▶ **Aim of the exercise**
Convert the data below into a Markdown table with the columns "No." and "Content": number each line in order under "No." and put the line itself under "Content". Omit blank lines.

▶ **Entries**
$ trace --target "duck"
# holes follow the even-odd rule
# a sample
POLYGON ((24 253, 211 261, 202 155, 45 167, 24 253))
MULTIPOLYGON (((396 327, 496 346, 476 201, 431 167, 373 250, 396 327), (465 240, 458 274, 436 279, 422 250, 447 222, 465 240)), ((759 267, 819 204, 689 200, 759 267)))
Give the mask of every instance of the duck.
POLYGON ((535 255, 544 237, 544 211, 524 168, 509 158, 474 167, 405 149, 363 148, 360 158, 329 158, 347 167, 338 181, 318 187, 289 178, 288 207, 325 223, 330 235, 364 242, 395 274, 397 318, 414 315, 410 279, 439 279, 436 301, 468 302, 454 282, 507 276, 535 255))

▶ **Response**
| No. | Content |
|---|---|
| 1 | $ trace --target "duck" |
| 2 | # holes follow the even-odd rule |
| 3 | # a sample |
| 4 | POLYGON ((24 253, 211 261, 202 155, 45 167, 24 253)) |
| 5 | MULTIPOLYGON (((396 327, 496 346, 476 201, 431 167, 373 250, 396 327), (465 240, 458 274, 436 279, 422 250, 447 222, 465 240)), ((759 267, 819 204, 689 200, 759 267))) |
| 6 | Give the mask of every instance of the duck. |
| 7 | POLYGON ((535 255, 544 237, 544 211, 524 168, 509 158, 474 167, 405 149, 363 148, 360 158, 329 158, 347 167, 338 181, 318 187, 289 178, 288 207, 325 223, 330 235, 364 242, 395 274, 397 318, 414 315, 410 279, 439 279, 436 301, 468 302, 454 282, 507 276, 535 255)) |